▶ What you are asked to do:
Leave out the pictures and restate exactly, and only, the lines from the one that contains "identify the capitol" through the final line of the material below.

▶ Provided material:
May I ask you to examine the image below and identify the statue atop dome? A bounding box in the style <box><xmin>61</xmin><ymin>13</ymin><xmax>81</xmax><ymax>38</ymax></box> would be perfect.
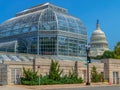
<box><xmin>96</xmin><ymin>19</ymin><xmax>100</xmax><ymax>30</ymax></box>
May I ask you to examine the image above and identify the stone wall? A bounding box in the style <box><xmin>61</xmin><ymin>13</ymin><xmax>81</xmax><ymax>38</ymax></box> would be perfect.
<box><xmin>0</xmin><ymin>64</ymin><xmax>8</xmax><ymax>85</ymax></box>
<box><xmin>1</xmin><ymin>58</ymin><xmax>105</xmax><ymax>84</ymax></box>
<box><xmin>2</xmin><ymin>58</ymin><xmax>120</xmax><ymax>85</ymax></box>
<box><xmin>3</xmin><ymin>61</ymin><xmax>33</xmax><ymax>84</ymax></box>
<box><xmin>33</xmin><ymin>58</ymin><xmax>87</xmax><ymax>78</ymax></box>
<box><xmin>34</xmin><ymin>59</ymin><xmax>104</xmax><ymax>83</ymax></box>
<box><xmin>102</xmin><ymin>59</ymin><xmax>120</xmax><ymax>84</ymax></box>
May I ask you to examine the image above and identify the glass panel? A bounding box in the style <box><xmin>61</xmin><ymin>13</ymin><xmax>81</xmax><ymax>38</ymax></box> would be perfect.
<box><xmin>40</xmin><ymin>37</ymin><xmax>57</xmax><ymax>55</ymax></box>
<box><xmin>39</xmin><ymin>8</ymin><xmax>57</xmax><ymax>30</ymax></box>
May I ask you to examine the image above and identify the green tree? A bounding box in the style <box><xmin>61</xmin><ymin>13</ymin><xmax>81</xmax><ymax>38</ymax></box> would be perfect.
<box><xmin>114</xmin><ymin>42</ymin><xmax>120</xmax><ymax>55</ymax></box>
<box><xmin>21</xmin><ymin>67</ymin><xmax>39</xmax><ymax>85</ymax></box>
<box><xmin>102</xmin><ymin>50</ymin><xmax>114</xmax><ymax>59</ymax></box>
<box><xmin>68</xmin><ymin>68</ymin><xmax>77</xmax><ymax>79</ymax></box>
<box><xmin>114</xmin><ymin>42</ymin><xmax>120</xmax><ymax>59</ymax></box>
<box><xmin>91</xmin><ymin>66</ymin><xmax>103</xmax><ymax>82</ymax></box>
<box><xmin>49</xmin><ymin>59</ymin><xmax>63</xmax><ymax>80</ymax></box>
<box><xmin>93</xmin><ymin>42</ymin><xmax>120</xmax><ymax>59</ymax></box>
<box><xmin>93</xmin><ymin>55</ymin><xmax>102</xmax><ymax>59</ymax></box>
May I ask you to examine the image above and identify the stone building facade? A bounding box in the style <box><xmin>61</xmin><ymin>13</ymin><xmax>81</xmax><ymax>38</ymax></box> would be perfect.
<box><xmin>101</xmin><ymin>59</ymin><xmax>120</xmax><ymax>84</ymax></box>
<box><xmin>0</xmin><ymin>58</ymin><xmax>120</xmax><ymax>85</ymax></box>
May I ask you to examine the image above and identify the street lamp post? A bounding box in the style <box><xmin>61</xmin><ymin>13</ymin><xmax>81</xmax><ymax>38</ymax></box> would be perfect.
<box><xmin>86</xmin><ymin>44</ymin><xmax>91</xmax><ymax>85</ymax></box>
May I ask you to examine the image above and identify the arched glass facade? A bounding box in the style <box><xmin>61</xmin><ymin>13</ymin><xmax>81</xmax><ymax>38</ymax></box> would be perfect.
<box><xmin>0</xmin><ymin>3</ymin><xmax>87</xmax><ymax>58</ymax></box>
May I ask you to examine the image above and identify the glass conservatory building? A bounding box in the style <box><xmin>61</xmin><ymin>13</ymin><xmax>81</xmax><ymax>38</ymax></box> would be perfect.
<box><xmin>0</xmin><ymin>3</ymin><xmax>87</xmax><ymax>59</ymax></box>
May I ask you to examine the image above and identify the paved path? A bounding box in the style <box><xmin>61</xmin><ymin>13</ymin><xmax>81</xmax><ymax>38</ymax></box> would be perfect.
<box><xmin>27</xmin><ymin>84</ymin><xmax>120</xmax><ymax>90</ymax></box>
<box><xmin>49</xmin><ymin>86</ymin><xmax>120</xmax><ymax>90</ymax></box>
<box><xmin>19</xmin><ymin>83</ymin><xmax>119</xmax><ymax>90</ymax></box>
<box><xmin>0</xmin><ymin>85</ymin><xmax>31</xmax><ymax>90</ymax></box>
<box><xmin>0</xmin><ymin>84</ymin><xmax>120</xmax><ymax>90</ymax></box>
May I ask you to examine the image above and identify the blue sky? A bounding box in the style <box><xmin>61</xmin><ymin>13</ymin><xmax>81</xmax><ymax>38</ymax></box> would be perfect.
<box><xmin>0</xmin><ymin>0</ymin><xmax>120</xmax><ymax>50</ymax></box>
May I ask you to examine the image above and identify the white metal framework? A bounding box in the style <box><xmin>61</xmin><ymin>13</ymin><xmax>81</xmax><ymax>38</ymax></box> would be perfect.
<box><xmin>0</xmin><ymin>3</ymin><xmax>87</xmax><ymax>60</ymax></box>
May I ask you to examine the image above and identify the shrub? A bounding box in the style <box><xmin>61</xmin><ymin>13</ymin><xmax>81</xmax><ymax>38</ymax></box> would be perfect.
<box><xmin>91</xmin><ymin>66</ymin><xmax>103</xmax><ymax>82</ymax></box>
<box><xmin>21</xmin><ymin>67</ymin><xmax>39</xmax><ymax>85</ymax></box>
<box><xmin>49</xmin><ymin>59</ymin><xmax>63</xmax><ymax>81</ymax></box>
<box><xmin>59</xmin><ymin>75</ymin><xmax>83</xmax><ymax>84</ymax></box>
<box><xmin>59</xmin><ymin>68</ymin><xmax>83</xmax><ymax>84</ymax></box>
<box><xmin>21</xmin><ymin>60</ymin><xmax>83</xmax><ymax>85</ymax></box>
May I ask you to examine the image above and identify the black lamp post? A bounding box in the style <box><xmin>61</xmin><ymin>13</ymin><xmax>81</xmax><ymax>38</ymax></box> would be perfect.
<box><xmin>86</xmin><ymin>44</ymin><xmax>91</xmax><ymax>85</ymax></box>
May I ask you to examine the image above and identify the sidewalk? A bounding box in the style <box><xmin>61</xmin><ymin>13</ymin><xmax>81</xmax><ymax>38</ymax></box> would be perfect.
<box><xmin>9</xmin><ymin>83</ymin><xmax>118</xmax><ymax>90</ymax></box>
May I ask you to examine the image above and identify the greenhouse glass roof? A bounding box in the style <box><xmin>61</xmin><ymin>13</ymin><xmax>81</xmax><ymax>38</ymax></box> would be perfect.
<box><xmin>0</xmin><ymin>3</ymin><xmax>86</xmax><ymax>38</ymax></box>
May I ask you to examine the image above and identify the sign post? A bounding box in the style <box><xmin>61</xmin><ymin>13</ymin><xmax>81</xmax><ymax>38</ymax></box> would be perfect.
<box><xmin>38</xmin><ymin>65</ymin><xmax>40</xmax><ymax>85</ymax></box>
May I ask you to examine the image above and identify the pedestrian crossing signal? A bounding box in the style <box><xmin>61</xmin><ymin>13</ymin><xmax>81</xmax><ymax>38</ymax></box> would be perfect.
<box><xmin>87</xmin><ymin>58</ymin><xmax>91</xmax><ymax>63</ymax></box>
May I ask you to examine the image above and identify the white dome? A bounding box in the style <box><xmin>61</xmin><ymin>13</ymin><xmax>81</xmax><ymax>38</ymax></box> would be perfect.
<box><xmin>90</xmin><ymin>21</ymin><xmax>108</xmax><ymax>44</ymax></box>
<box><xmin>92</xmin><ymin>29</ymin><xmax>104</xmax><ymax>35</ymax></box>
<box><xmin>90</xmin><ymin>20</ymin><xmax>109</xmax><ymax>57</ymax></box>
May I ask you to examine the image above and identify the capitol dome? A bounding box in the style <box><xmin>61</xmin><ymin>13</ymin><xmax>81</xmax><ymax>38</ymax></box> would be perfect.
<box><xmin>90</xmin><ymin>20</ymin><xmax>109</xmax><ymax>57</ymax></box>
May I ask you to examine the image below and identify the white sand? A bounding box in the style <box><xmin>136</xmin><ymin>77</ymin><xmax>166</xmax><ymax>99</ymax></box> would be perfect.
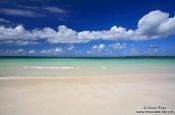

▶ Output of the task:
May I ask you to examine the image above and identify the capitol dome? A bounding box in the style <box><xmin>61</xmin><ymin>13</ymin><xmax>81</xmax><ymax>38</ymax></box> would be perfect.
<box><xmin>90</xmin><ymin>20</ymin><xmax>109</xmax><ymax>57</ymax></box>
May I ask you to examine the image below and identify the white sand? A bounding box in the style <box><xmin>136</xmin><ymin>77</ymin><xmax>166</xmax><ymax>99</ymax></box> would be perfect.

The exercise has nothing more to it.